- GIVEN TEXT -
* * * *

Note: The “Freedom Score” is a numerical score, out of a maximum of 100, that is based on assessments of political freedoms and civil liberties. Freedom House provides assessments for 195 countries and 15 territories. Territories are chosen based on a set of criteria that includes how the area is governed, whether conditions on the ground differ significantly from relevant countries, and whether the boundaries are expected to remain sufficiently stable for year-on-year comparisons.

Our European partners — another enormous market for Chinese products — must follow suit, and the United States should encourage our allies to join us in rooting out this evil practice. While the European Union is currently crafting due diligence protocol to address human rights violations within EU supply chains, it has not given a strong enough indication that it will adopt broad import bans for products produced by Uyghur forced labor.

Europe endured the worst of the horrors of Nazism, fascism and communism — and should understand the consequences of failing to act in the face of a regime that seeks to eradicate minority groups. If the EU is to have any credibility as a moral leader, it must ban the import of products from Xinjiang.

* * * *

- INFORMATION GIVEN -
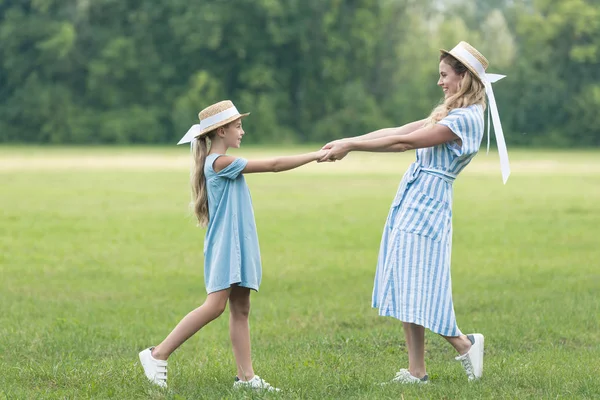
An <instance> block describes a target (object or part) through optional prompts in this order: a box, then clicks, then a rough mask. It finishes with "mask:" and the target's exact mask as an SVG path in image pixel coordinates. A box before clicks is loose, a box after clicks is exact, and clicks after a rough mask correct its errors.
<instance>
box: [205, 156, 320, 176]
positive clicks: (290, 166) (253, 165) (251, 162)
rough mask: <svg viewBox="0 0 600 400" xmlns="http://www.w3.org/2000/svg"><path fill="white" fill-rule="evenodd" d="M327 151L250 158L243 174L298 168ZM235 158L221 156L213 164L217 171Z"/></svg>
mask: <svg viewBox="0 0 600 400" xmlns="http://www.w3.org/2000/svg"><path fill="white" fill-rule="evenodd" d="M326 153H327V151H326V150H319V151H314V152H312V153H306V154H299V155H295V156H282V157H275V158H269V159H266V160H248V163H247V164H246V167H244V169H243V170H242V174H253V173H259V172H281V171H288V170H290V169H294V168H298V167H300V166H302V165H304V164H308V163H310V162H312V161H317V160H319V159H321V158H322V157H323V156H324V155H325V154H326ZM233 160H235V157H232V156H221V157H219V158H217V159H216V160H215V162H214V164H213V169H214V170H215V172H219V171H221V170H223V169H225V168H226V167H227V166H229V164H231V163H232V162H233Z"/></svg>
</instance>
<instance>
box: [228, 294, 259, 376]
mask: <svg viewBox="0 0 600 400" xmlns="http://www.w3.org/2000/svg"><path fill="white" fill-rule="evenodd" d="M229 312H230V317H229V336H230V337H231V345H232V347H233V355H234V357H235V362H236V365H237V376H238V378H239V379H240V380H242V381H247V380H250V379H252V378H253V377H254V370H253V369H252V357H251V353H250V324H249V323H248V316H249V315H250V289H248V288H245V287H240V286H234V287H232V289H231V293H230V294H229Z"/></svg>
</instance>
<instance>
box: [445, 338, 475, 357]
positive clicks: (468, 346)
mask: <svg viewBox="0 0 600 400" xmlns="http://www.w3.org/2000/svg"><path fill="white" fill-rule="evenodd" d="M440 336H442V337H443V338H444V339H446V340H447V341H448V343H450V344H451V345H452V347H454V348H455V349H456V351H458V354H459V355H463V354H467V352H468V351H469V349H471V341H470V340H469V338H468V337H467V335H460V336H444V335H440Z"/></svg>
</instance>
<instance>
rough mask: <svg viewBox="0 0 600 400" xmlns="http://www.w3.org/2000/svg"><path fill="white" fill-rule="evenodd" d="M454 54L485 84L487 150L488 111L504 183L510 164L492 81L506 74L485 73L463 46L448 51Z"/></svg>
mask: <svg viewBox="0 0 600 400" xmlns="http://www.w3.org/2000/svg"><path fill="white" fill-rule="evenodd" d="M453 53H454V54H456V55H457V56H459V57H460V58H462V60H464V61H466V62H468V63H469V65H470V66H471V67H473V68H474V69H475V71H477V74H478V75H479V77H480V78H481V81H482V82H483V85H484V86H485V93H486V94H487V96H488V100H489V104H488V144H487V151H488V153H489V151H490V112H491V114H492V122H493V123H494V134H495V135H496V144H497V145H498V154H499V155H500V170H501V171H502V180H503V182H504V184H506V181H507V180H508V177H509V175H510V165H509V163H508V151H507V150H506V142H505V141H504V132H503V131H502V124H501V123H500V115H499V114H498V106H497V105H496V98H495V97H494V91H493V90H492V83H494V82H497V81H499V80H500V79H502V78H504V77H506V75H498V74H487V73H486V72H485V69H484V68H483V65H481V63H480V62H479V60H478V59H477V58H475V56H473V55H472V54H471V53H470V52H469V51H467V50H466V49H465V48H463V47H460V46H456V47H455V48H453V49H452V51H450V54H453Z"/></svg>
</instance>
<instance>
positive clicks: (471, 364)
mask: <svg viewBox="0 0 600 400" xmlns="http://www.w3.org/2000/svg"><path fill="white" fill-rule="evenodd" d="M467 337H468V338H469V340H470V341H471V343H472V345H471V348H470V349H469V351H468V352H467V353H466V354H463V355H462V356H458V357H456V359H457V360H458V361H460V362H461V363H462V365H463V368H464V369H465V372H466V373H467V376H468V377H469V380H470V381H472V380H475V379H479V378H481V376H482V375H483V342H484V340H483V335H482V334H481V333H473V334H471V335H467Z"/></svg>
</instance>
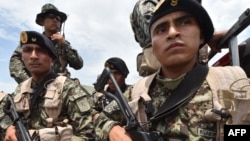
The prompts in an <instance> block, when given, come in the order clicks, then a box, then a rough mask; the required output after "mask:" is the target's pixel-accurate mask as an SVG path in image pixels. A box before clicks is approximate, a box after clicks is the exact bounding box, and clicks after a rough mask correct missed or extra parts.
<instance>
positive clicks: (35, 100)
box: [30, 73, 58, 111]
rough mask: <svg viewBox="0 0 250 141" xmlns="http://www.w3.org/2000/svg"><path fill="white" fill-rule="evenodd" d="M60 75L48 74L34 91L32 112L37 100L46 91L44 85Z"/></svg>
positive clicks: (32, 100) (41, 81) (33, 90)
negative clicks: (49, 80)
mask: <svg viewBox="0 0 250 141" xmlns="http://www.w3.org/2000/svg"><path fill="white" fill-rule="evenodd" d="M57 76H58V75H57V74H56V73H50V74H48V75H47V76H46V77H45V78H44V79H43V80H42V81H41V83H40V84H39V85H38V86H37V87H36V89H34V90H33V92H32V93H33V96H32V99H31V104H30V107H31V111H32V107H34V104H35V102H36V99H37V98H38V96H39V94H40V93H41V92H42V91H43V90H44V89H45V87H44V84H45V83H46V82H47V81H49V80H51V79H55V78H56V77H57Z"/></svg>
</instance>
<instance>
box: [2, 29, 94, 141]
mask: <svg viewBox="0 0 250 141" xmlns="http://www.w3.org/2000/svg"><path fill="white" fill-rule="evenodd" d="M20 45H21V49H22V54H21V56H22V60H23V62H24V64H25V67H26V68H27V70H28V72H29V73H30V74H31V77H30V78H28V79H27V80H25V81H23V82H22V83H20V84H19V85H18V86H17V88H16V90H15V92H14V93H13V94H12V96H13V98H14V100H13V101H14V103H15V106H16V109H17V112H18V113H19V114H20V115H19V117H21V119H22V121H23V123H24V125H25V127H26V128H27V129H28V130H29V131H34V132H30V133H32V134H31V137H34V138H33V139H34V140H37V139H38V138H39V139H40V140H41V141H42V140H45V139H46V140H51V141H52V140H53V141H54V140H55V141H57V140H58V141H60V140H74V141H83V140H93V125H92V116H91V113H92V110H91V104H90V102H91V96H90V95H88V94H87V93H85V92H84V91H83V90H82V89H81V88H80V85H77V84H75V83H74V82H73V80H72V79H70V78H68V77H66V76H62V75H58V74H57V73H54V72H53V71H52V68H51V66H52V64H53V63H54V61H55V60H56V59H57V57H58V54H57V52H56V49H55V47H54V45H53V43H52V41H51V40H49V38H47V37H46V36H45V35H43V34H41V33H38V32H36V31H23V32H21V36H20ZM8 117H9V115H8V114H6V115H5V117H3V118H5V120H4V122H1V123H0V125H1V128H2V129H4V130H5V131H6V132H5V133H6V135H5V140H6V141H8V140H17V137H16V134H15V133H16V128H15V126H14V124H13V121H12V119H11V118H10V117H9V118H8ZM6 118H7V119H8V120H7V119H6Z"/></svg>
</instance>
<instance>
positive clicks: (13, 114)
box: [5, 94, 31, 141]
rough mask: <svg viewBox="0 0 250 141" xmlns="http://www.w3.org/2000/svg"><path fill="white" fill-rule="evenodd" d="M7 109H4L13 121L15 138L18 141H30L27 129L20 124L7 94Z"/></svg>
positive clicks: (17, 113)
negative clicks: (14, 133) (7, 96)
mask: <svg viewBox="0 0 250 141" xmlns="http://www.w3.org/2000/svg"><path fill="white" fill-rule="evenodd" d="M6 106H7V107H5V113H7V114H11V116H12V119H13V125H14V126H15V127H16V129H17V138H18V140H20V141H31V137H30V134H29V132H28V131H27V129H26V128H25V126H24V125H23V123H22V120H21V118H20V117H19V115H18V113H17V111H16V107H15V104H14V102H13V99H12V97H11V96H10V95H9V94H8V102H7V104H6Z"/></svg>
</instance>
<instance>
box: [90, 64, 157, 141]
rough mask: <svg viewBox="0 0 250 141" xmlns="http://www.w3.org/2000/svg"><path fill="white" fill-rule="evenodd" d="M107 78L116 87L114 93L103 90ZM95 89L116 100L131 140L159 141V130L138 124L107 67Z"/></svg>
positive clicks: (95, 87)
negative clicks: (130, 138)
mask: <svg viewBox="0 0 250 141" xmlns="http://www.w3.org/2000/svg"><path fill="white" fill-rule="evenodd" d="M109 79H111V81H112V82H113V84H114V86H115V88H116V93H115V94H112V93H109V92H107V91H104V86H105V85H106V84H107V81H108V80H109ZM95 89H96V91H98V92H101V93H103V94H104V95H106V96H109V97H111V98H113V99H114V100H115V101H116V102H117V104H118V106H119V107H120V110H121V111H122V114H123V116H124V117H125V119H126V121H127V125H126V126H125V130H126V131H127V132H128V133H129V134H130V136H131V138H132V140H133V141H161V140H162V139H161V137H160V133H159V132H156V131H155V132H146V131H144V129H143V128H142V127H141V126H140V123H139V122H138V120H137V119H136V117H135V115H134V114H133V112H132V110H131V109H130V107H129V105H128V102H127V101H126V99H125V98H124V95H123V94H122V92H121V90H120V88H119V86H118V84H117V82H116V80H115V79H114V77H113V75H112V73H111V71H110V69H109V68H104V70H103V72H102V74H101V75H100V77H99V79H98V81H97V83H96V84H95Z"/></svg>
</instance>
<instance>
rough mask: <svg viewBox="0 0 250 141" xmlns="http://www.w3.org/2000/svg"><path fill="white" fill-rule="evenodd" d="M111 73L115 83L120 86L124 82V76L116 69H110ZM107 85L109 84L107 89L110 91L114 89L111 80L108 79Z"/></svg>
mask: <svg viewBox="0 0 250 141" xmlns="http://www.w3.org/2000/svg"><path fill="white" fill-rule="evenodd" d="M111 73H112V75H113V76H114V78H115V80H116V82H117V84H118V86H119V87H121V86H122V85H124V83H125V77H124V75H123V74H122V73H121V72H120V71H118V70H111ZM108 85H109V89H110V90H112V91H115V86H114V84H113V82H112V81H111V80H109V81H108Z"/></svg>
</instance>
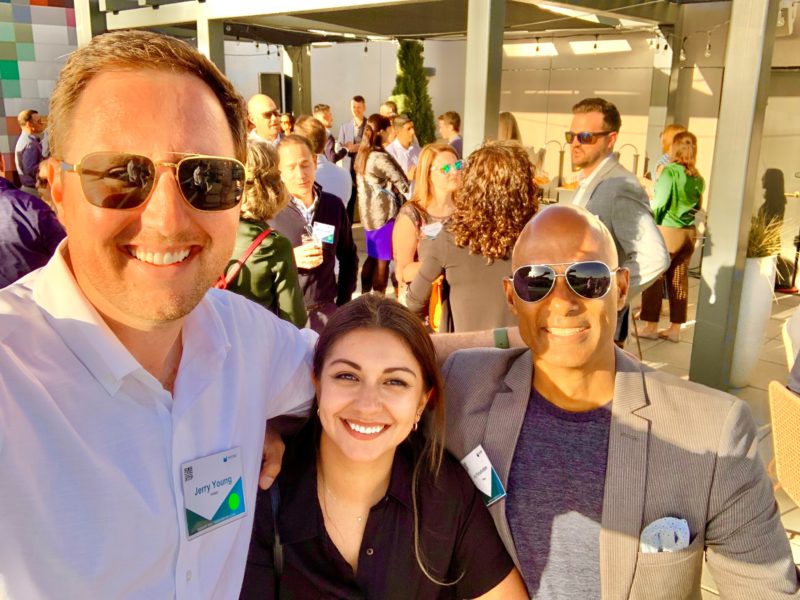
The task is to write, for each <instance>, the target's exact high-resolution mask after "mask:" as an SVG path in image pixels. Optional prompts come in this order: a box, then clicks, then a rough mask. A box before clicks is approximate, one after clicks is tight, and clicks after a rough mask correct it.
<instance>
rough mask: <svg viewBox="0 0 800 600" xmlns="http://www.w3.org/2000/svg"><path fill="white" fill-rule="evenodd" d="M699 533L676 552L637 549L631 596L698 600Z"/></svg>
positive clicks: (658, 599) (699, 538)
mask: <svg viewBox="0 0 800 600" xmlns="http://www.w3.org/2000/svg"><path fill="white" fill-rule="evenodd" d="M703 550H704V544H703V537H702V536H701V535H696V536H695V538H694V540H692V542H691V543H690V544H689V546H688V547H687V548H685V549H684V550H681V551H679V552H657V553H645V552H639V553H638V555H637V557H636V570H635V571H634V573H633V584H632V585H631V594H630V598H631V600H701V598H702V596H701V594H700V577H701V575H702V569H703Z"/></svg>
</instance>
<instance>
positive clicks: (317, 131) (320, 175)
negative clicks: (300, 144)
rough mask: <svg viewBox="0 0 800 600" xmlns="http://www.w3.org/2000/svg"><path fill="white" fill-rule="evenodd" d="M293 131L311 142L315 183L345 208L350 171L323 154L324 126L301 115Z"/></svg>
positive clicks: (349, 197)
mask: <svg viewBox="0 0 800 600" xmlns="http://www.w3.org/2000/svg"><path fill="white" fill-rule="evenodd" d="M294 131H295V133H296V134H298V135H302V136H303V137H304V138H306V139H307V140H308V141H309V142H311V147H312V148H313V149H314V154H316V156H317V171H316V173H315V175H314V176H315V178H316V181H317V183H318V184H320V185H321V186H322V190H323V191H325V192H328V193H329V194H332V195H333V196H336V197H337V198H339V200H341V201H342V205H343V206H344V207H345V208H346V207H347V201H348V200H349V199H350V188H351V187H352V185H353V182H352V180H351V179H350V173H348V172H347V171H345V170H344V168H342V167H340V166H339V165H336V164H334V163H332V162H331V161H329V160H328V158H327V157H326V156H325V140H326V138H327V131H325V126H324V125H323V124H322V123H320V121H319V120H318V119H316V118H315V117H309V116H308V115H303V116H301V117H300V118H298V119H297V123H295V125H294Z"/></svg>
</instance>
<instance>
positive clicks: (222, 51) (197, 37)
mask: <svg viewBox="0 0 800 600" xmlns="http://www.w3.org/2000/svg"><path fill="white" fill-rule="evenodd" d="M197 49H198V50H199V51H200V52H202V53H203V54H204V55H205V56H207V57H208V58H210V59H211V62H213V63H214V64H215V65H217V67H219V70H220V71H222V72H223V73H224V72H225V33H224V31H223V25H222V21H217V20H209V18H208V17H207V16H206V15H205V14H201V15H198V17H197Z"/></svg>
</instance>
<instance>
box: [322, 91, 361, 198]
mask: <svg viewBox="0 0 800 600" xmlns="http://www.w3.org/2000/svg"><path fill="white" fill-rule="evenodd" d="M314 118H315V119H316V120H317V121H319V122H320V123H322V124H323V125H324V126H325V133H326V136H327V137H326V138H325V149H324V150H323V153H324V154H325V158H327V159H328V161H329V162H332V163H337V162H339V161H340V160H342V159H343V158H344V157H345V156H347V148H339V149H337V148H336V138H334V137H333V133H332V132H333V111H332V110H331V107H330V106H328V105H327V104H315V105H314ZM351 185H352V184H351ZM348 197H349V196H348Z"/></svg>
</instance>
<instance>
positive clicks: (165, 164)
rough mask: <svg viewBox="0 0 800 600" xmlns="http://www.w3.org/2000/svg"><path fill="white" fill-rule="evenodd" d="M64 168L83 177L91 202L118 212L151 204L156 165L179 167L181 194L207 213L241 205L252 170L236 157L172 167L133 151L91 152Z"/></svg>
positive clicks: (105, 207)
mask: <svg viewBox="0 0 800 600" xmlns="http://www.w3.org/2000/svg"><path fill="white" fill-rule="evenodd" d="M178 154H179V155H180V153H178ZM60 164H61V170H62V171H63V172H65V173H77V174H78V175H79V176H80V180H81V188H82V189H83V195H84V196H86V199H87V200H88V201H89V203H90V204H93V205H94V206H99V207H100V208H111V209H116V210H127V209H133V208H136V207H138V206H141V205H142V204H144V203H145V202H147V200H148V199H149V198H150V195H151V194H152V192H153V189H154V188H155V182H156V180H157V179H158V174H157V173H156V168H157V167H170V168H174V169H175V180H176V181H177V183H178V189H180V191H181V196H183V199H184V200H185V201H186V202H187V203H188V204H189V206H191V207H192V208H195V209H197V210H202V211H218V210H228V209H229V208H233V207H235V206H236V205H238V204H239V202H240V201H241V199H242V194H243V193H244V186H245V182H246V180H247V169H246V168H245V166H244V165H243V164H242V163H241V162H240V161H238V160H236V159H235V158H226V157H223V156H206V155H202V154H187V155H185V156H184V157H183V158H181V159H180V160H179V161H178V162H174V163H173V162H166V161H158V162H157V161H154V160H153V159H151V158H150V157H148V156H144V155H142V154H135V153H132V152H111V151H108V152H92V153H90V154H87V155H86V156H84V157H83V158H82V159H81V160H80V162H78V163H76V164H74V165H73V164H70V163H68V162H65V161H61V163H60Z"/></svg>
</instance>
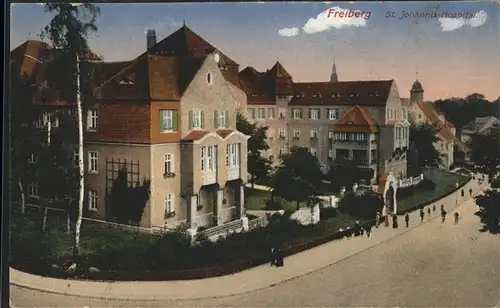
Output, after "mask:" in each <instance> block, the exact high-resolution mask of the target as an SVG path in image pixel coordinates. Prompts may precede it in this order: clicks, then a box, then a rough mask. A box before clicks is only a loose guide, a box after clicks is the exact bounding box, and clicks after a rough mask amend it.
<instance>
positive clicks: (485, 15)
mask: <svg viewBox="0 0 500 308" xmlns="http://www.w3.org/2000/svg"><path fill="white" fill-rule="evenodd" d="M487 20H488V14H486V12H485V11H483V10H481V11H479V12H476V13H475V14H474V17H472V18H470V19H465V18H463V17H458V18H444V17H442V18H439V19H438V21H439V24H440V26H441V30H443V31H445V32H449V31H454V30H457V29H460V28H462V27H463V26H469V27H472V28H477V27H481V26H482V25H484V24H485V23H486V21H487Z"/></svg>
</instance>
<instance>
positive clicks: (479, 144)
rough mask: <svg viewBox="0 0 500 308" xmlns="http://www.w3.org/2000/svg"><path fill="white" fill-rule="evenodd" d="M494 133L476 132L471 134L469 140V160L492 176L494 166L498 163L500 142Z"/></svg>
mask: <svg viewBox="0 0 500 308" xmlns="http://www.w3.org/2000/svg"><path fill="white" fill-rule="evenodd" d="M499 142H500V141H499V140H498V138H497V137H496V136H494V135H482V134H477V135H474V136H472V140H471V144H470V147H471V150H472V155H471V160H472V162H473V163H474V165H475V166H476V167H478V168H480V169H483V170H484V172H485V173H487V174H489V175H490V176H493V175H494V174H495V173H496V167H497V166H498V164H499V163H500V159H499V154H500V144H499Z"/></svg>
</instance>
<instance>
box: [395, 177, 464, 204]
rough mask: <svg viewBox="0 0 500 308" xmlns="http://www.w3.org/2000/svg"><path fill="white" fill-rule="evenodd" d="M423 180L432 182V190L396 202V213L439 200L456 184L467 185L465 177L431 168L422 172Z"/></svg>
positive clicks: (452, 190)
mask: <svg viewBox="0 0 500 308" xmlns="http://www.w3.org/2000/svg"><path fill="white" fill-rule="evenodd" d="M424 178H426V179H429V180H431V181H433V182H434V184H435V185H436V188H435V189H434V190H424V191H420V192H417V193H415V194H413V195H410V196H407V197H404V198H401V199H399V200H398V212H400V211H404V210H406V209H409V208H412V207H414V206H416V205H419V204H427V203H428V202H429V201H432V200H435V199H440V198H442V197H444V196H447V195H449V194H451V193H452V192H454V191H455V190H456V183H457V182H458V185H459V186H462V185H463V184H465V183H467V181H469V178H468V177H467V176H465V175H461V174H457V173H452V172H448V171H445V170H442V169H438V168H431V169H427V170H425V171H424Z"/></svg>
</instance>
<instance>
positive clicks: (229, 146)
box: [226, 143, 240, 168]
mask: <svg viewBox="0 0 500 308" xmlns="http://www.w3.org/2000/svg"><path fill="white" fill-rule="evenodd" d="M226 153H227V160H226V163H227V166H228V167H229V168H235V167H238V166H239V165H240V159H239V158H240V144H239V143H233V144H228V145H227V146H226Z"/></svg>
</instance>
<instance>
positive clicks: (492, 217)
mask: <svg viewBox="0 0 500 308" xmlns="http://www.w3.org/2000/svg"><path fill="white" fill-rule="evenodd" d="M475 201H476V204H477V205H478V206H479V212H478V213H477V215H478V216H479V217H480V219H481V222H482V223H483V224H484V230H489V231H490V232H491V233H494V234H498V233H499V231H500V226H499V223H500V192H499V191H498V190H496V189H488V190H486V191H485V192H484V193H483V194H481V195H479V196H476V197H475Z"/></svg>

* * * *

Answer these questions from the given text:
1. How many countries and territories does Freedom House assess?
2. What is the European Union currently crafting to address human rights violations within its supply chains?
3. What must the EU ban if it is to have any credibility as a moral leader?
The listing is separate material and has nothing to do with the given text.

1. 195 countries and 15 territories.
2. A due diligence protocol.
3. The import of products from Xinjiang.